During another visit, Lip is told by Sheila about his text message to Karen; Lip believes that Mandy (Emma Greenwell) sent the text, but decides not to confront her about it. When Karen's prospects do not look great, Sheila and Jody decide to end their relationship, as Sheila believes Jody belongs with Karen. Noticing that Karen's heartbeat increases when touching her knee, Jody manages to wake Karen up from her coma by performing oral sex on her. As part of the conversion therapy, Frank has sex with a woman hoping to change her sexuality, while also avoiding Paige's phone calls. However, a gay hotel employee overhears him explaining his scam to the woman, and he calls Paige to visit Frank at his hotel. To prove he is gay, Paige makes Frank have sex with two men.

==Production==
===Development===
The episode was written by consulting producer Mike O'Malley, and directed by Gary B. Goldman. It was O'Malley's fifth writing credit, and Goldman's first directing credit.

==Reception==
===Viewers===
In its original American broadcast, "Civil Wrongs" was seen by an estimated 1.61 million household viewers with a 0.8 in the 18–49 demographics. This means that 0.8 percent of all households with televisions watched the episode. This was a 4% decrease in viewership from the previous episode, which was seen by an estimated 1.67 million household viewers with a 0.8 in the 18–49 demographics.

===Critical reviews===
"Civil Wrongs" received positive reviews from critics. Alan Sepinwall of HitFix commented on the lighter tone of the episode, writing "After the emotional fireworks of the custody battle, I think it makes sense for the show to move in a lighter direction for a bit. There's always going to be a tonal back and forth on the show, but the comic highs and dramatic lows remain in equilibrium." Sepinwall particularly praised Macy's performance and the comedic elements of Frank's storyline: "Frank becoming a high-paid pawn in the war between gay marriage advocates and conversion therapy believers has perhaps been my favorite Frank story ever; certainly, it's the first time I've found him as funny as I think the show wants me to. (It helps here that his victims aren't the members of his own family, but Frank's gift for oratory has also played to William H. Macy's strengths.)"

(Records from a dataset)
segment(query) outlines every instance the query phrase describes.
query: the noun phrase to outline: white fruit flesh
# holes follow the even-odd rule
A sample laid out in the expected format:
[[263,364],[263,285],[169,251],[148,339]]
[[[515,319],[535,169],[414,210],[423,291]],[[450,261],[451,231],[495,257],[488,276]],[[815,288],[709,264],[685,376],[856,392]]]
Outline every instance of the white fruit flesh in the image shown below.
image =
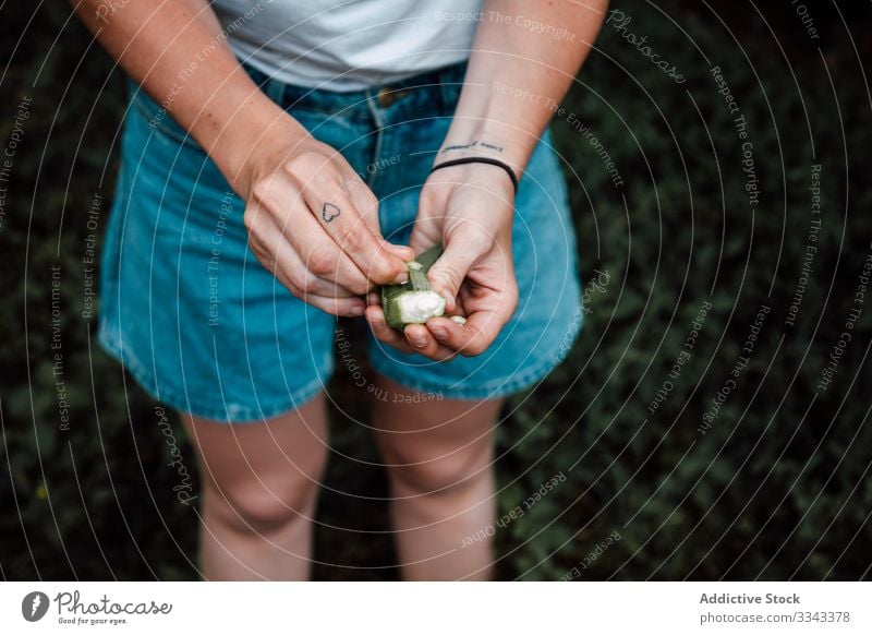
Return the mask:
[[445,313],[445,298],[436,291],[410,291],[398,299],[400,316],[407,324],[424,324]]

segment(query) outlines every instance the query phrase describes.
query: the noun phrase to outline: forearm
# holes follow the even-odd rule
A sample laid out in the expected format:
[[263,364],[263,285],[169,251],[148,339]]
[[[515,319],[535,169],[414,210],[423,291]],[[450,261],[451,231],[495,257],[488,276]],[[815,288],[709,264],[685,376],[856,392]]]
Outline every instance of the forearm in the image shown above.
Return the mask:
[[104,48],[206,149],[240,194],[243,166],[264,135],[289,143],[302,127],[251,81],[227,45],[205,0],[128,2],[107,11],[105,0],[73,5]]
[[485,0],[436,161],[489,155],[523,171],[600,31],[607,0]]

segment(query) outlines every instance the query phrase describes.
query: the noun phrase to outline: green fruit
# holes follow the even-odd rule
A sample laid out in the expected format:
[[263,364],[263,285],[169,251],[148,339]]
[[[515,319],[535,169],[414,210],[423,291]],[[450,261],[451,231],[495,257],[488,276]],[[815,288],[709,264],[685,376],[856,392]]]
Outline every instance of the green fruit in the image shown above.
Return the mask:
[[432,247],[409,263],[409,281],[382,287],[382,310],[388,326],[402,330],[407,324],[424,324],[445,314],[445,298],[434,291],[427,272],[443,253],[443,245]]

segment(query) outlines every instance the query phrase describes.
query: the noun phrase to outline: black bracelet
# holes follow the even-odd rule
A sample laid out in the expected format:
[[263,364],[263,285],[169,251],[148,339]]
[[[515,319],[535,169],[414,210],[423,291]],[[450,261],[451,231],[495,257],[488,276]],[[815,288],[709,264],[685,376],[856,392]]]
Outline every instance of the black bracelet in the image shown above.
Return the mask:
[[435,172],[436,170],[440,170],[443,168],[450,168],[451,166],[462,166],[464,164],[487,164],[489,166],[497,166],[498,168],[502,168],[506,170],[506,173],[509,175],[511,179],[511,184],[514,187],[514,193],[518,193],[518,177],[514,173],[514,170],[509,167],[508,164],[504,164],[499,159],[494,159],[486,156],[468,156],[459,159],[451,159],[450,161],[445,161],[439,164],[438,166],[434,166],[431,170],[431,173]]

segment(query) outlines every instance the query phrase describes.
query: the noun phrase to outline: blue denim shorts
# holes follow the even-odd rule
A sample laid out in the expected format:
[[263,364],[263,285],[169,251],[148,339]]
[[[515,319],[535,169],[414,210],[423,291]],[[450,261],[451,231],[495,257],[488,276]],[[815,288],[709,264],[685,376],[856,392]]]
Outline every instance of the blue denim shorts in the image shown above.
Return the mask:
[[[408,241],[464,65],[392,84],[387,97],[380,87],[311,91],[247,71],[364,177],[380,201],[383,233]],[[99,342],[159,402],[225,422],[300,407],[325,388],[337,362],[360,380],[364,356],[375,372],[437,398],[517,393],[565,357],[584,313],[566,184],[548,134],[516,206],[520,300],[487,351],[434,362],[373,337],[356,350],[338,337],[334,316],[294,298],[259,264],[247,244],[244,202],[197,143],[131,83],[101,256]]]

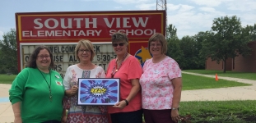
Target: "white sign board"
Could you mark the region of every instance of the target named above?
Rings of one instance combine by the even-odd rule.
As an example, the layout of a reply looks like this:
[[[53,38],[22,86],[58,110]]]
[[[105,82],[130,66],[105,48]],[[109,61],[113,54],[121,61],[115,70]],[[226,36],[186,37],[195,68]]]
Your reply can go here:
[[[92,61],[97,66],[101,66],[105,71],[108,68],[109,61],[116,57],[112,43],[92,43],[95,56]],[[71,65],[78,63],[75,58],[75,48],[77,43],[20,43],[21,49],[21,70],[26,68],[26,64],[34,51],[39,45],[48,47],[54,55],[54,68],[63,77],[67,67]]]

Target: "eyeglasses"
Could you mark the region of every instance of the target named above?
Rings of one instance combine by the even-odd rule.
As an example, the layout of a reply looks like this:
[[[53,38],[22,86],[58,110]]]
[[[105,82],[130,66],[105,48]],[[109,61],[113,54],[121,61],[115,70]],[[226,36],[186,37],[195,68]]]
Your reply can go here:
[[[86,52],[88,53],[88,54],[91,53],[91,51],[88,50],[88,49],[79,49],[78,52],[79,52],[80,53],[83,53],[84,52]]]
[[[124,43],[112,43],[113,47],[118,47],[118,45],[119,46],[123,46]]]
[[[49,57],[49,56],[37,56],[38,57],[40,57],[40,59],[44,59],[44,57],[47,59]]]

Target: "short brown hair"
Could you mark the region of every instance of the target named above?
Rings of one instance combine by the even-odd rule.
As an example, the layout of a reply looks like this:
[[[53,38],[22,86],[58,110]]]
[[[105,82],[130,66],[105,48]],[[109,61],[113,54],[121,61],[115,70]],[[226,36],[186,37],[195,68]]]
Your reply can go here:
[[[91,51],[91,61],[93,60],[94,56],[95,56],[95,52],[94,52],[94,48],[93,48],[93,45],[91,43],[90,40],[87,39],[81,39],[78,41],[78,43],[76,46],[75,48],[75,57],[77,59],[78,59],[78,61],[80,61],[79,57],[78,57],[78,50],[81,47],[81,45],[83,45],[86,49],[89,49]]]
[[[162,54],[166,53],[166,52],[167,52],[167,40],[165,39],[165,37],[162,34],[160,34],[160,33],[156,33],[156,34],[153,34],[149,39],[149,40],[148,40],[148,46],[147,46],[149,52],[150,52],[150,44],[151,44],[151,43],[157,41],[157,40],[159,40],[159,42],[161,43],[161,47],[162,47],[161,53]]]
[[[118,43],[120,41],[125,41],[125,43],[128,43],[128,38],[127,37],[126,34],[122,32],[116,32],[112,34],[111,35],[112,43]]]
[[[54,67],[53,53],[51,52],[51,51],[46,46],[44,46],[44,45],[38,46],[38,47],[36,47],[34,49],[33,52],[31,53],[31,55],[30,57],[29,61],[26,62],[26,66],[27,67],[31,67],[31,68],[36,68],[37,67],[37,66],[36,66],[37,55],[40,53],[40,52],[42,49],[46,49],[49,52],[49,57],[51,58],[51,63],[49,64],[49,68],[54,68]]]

▶ **Work instruction**:
Answer these questions from the excerpt about the episode "Civil Wrongs":
1. Who directed the episode?
2. How many household viewers was the episode estimated to have in its original American broadcast?
3. Whose performance did Alan Sepinwall particularly praise?
The records are separate material, unrelated to the text.

▶ **Output of the task**:
1. Gary B. Goldman
2. An estimated 1.61 million
3. William H. Macy's